QUOTED TEXT ::
###

Mark Sorensen was fed up with seeing Native American students score lower on standardized tests, graduate at lower rates and be less likely to pursue post-secondary education compared to other groups of students in the U.S.

He had a vision for a charter school that would provide the Native students in his community a culturally inclusive school environment that would motivate them, so he bought a junkyard.

STAR School, located on the edge of the Navajo Nation near Flagstaff, Arizona, serves 145 K-8 students and challenges their application of science, technology, engineering and math (STEM) to daily life.

Unique Beginnings

“We found some land that was right near the reservation, but there were no power lines, no water lines and no kind of infrastructure,” Dr. Sorensen, director of STAR School said. “This piece of land was a junkyard.”

Dr. Sorensen used his previous experience living off-grid on a ranch as a baseline to learn how to run a school on solar power. Even though it was a highly complex process, STAR School became the first off-grid, solar and wind powered charter school in the country and has received recognition as a U.S. Department of Education Green Ribbon School.

Schools from across the globe have contacted Dr. Sorensen to use STAR School as a model, including members of the Maasai tribe in Kenya.

The Four Rs – Relationships, Respect, Responsibility and Reasoning

STAR stands for Service To All Relations and reflects the school’s commitment to community service and Navajo values, which guide the academic and behavioral focus of the school.

“What’s important to us here is to recognize that this came out of Navajo culture, and it’s what has sustained the people for all these centuries,” Dr. Sorensen said. “We built the sustaining values into how we teach, not just what we teach.”

Dr. Sorensen explained that “peacemaking” is a principle that comes out of the four Rs and is practiced by the staff as well as students.

“After we started teaching and acting according to these values, the incidence of conflicts among students reduced drastically,” Dr. Sorensen said, “and for the past eight years we never had a single fist fight on the campus. I’ve been a principal for over 40 years, and that is incredibly unique.”

This experience at STAR School contrasts with a National Center for Education Statistics report that found American Indian/Alaska Native high school students reported being threatened or injured with a weapon on school property substantially more than Hispanic, African American, White and Asian students.

STEM in the Community

At STAR School, the values of relationships, respect, responsibility and reasoning are used to evaluate real-world problems in the community. As a STEM school, students then use STEM to try to solve them.

###

Part of a data file ::
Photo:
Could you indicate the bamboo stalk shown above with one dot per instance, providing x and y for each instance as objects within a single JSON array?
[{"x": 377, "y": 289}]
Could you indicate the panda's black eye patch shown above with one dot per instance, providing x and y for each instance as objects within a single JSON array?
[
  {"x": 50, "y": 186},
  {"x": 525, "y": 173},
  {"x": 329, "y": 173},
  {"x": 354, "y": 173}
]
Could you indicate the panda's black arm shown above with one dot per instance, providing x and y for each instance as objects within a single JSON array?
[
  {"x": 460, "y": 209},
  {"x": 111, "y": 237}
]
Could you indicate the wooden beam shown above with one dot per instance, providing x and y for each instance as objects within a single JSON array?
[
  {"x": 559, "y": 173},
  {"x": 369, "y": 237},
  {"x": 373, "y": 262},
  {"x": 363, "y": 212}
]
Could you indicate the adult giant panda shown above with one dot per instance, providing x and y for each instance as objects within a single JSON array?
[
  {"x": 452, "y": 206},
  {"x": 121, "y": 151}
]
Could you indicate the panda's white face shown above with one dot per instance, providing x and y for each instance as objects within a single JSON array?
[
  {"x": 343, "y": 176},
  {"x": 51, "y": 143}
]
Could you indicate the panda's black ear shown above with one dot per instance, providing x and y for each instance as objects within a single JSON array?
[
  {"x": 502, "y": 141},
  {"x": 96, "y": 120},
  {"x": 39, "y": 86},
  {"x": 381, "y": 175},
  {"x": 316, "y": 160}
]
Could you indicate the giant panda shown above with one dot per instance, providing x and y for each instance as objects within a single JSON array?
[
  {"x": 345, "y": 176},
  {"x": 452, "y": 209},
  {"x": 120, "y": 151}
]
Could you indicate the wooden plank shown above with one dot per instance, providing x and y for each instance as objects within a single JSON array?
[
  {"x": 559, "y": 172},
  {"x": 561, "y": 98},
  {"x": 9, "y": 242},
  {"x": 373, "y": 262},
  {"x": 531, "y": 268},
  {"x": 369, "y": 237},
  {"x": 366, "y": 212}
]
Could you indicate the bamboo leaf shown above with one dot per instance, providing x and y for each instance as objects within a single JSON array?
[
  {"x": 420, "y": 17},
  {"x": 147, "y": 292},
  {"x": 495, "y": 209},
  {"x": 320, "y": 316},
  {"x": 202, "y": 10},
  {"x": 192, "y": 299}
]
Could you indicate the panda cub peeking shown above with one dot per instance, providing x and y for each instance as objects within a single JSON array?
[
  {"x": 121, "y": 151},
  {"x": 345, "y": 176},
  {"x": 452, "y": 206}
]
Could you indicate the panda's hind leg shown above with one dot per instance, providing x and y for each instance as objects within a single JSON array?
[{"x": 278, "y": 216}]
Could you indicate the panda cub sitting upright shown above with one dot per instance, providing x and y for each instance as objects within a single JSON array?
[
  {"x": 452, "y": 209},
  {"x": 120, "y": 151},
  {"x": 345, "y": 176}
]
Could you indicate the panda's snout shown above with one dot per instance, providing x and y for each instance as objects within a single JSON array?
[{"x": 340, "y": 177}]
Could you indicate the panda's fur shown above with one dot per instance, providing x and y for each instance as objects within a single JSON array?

###

PARTS OF THE EXERCISE ::
1) Answer these from the article about STAR School:
(a) What did Mark Sorensen buy to start the school?
(b) What does STAR stand for?
(c) How many students does the school serve, and in which grades?
2) In the article about STAR School, take the part that opens with the words containing "Mark Sorensen was" and closes with "to daily life.", substitute "scrapyard" for "junkyard", and write that part out.
3) Resume the article about STAR School from the point where it stops.
This listing was taken from a separate source.

THE RESPONSES ::
1)
(a) A junkyard.
(b) Service To All Relations.
(c) 145 students, in grades K-8.

2)
Mark Sorensen was fed up with seeing Native American students score lower on standardized tests, graduate at lower rates and be less likely to pursue post-secondary education compared to other groups of students in the U.S.

He had a vision for a charter school that would provide the Native students in his community a culturally inclusive school environment that would motivate them, so he bought a scrapyard.

STAR School, located on the edge of the Navajo Nation near Flagstaff, Arizona, serves 145 K-8 students and challenges their application of science, technology, engineering and math (STEM) to daily life.

3)
“Science means so much more to [students] when they apply it to an actual situation in their community,” Dr. Sorensen said. “The students can be empowered to make the community stronger.”

Students at STAR School helped engineer and build inexpensive, alternative air-conditioning units called bucket coolers using 8 gallon buckets and aquarium pumps. The students were able to install these bucket coolers at their grandparents’ homes, which commonly lacked sufficient cooling for the high desert heat.

The students also help ensure families have fresh drinking water. They test the community’s water quality and then help filter it in a repurposed school bus that has a mobile filtration unit.

“[The students] leave this school going into high school with an idea that science, technology and engineering actually helps their family and their community,” he said. “I know there are some of our graduates who have gone into scientific fields because of what they started learning here.”

The Gift of Being Rural

The STAR School demonstrates the creativity and innovation rural areas bring out of communities and students. Place-based learning introduces and engages students in analytical problem solving while proving students a sense of ownership in their education.

“We have unique gifts. It would be great to see more rural schools linked up to share our gifts, and have people recognize that between 100 and 200 students, there is a wonderful chemistry that can develop for a school that size,” Dr. Sorensen said. “We are a good example of that.”

STAR School is an example of the tremendous possibilities when we rethink school and embrace innovation to focus on students.  How are you rethinking school? If not, why not?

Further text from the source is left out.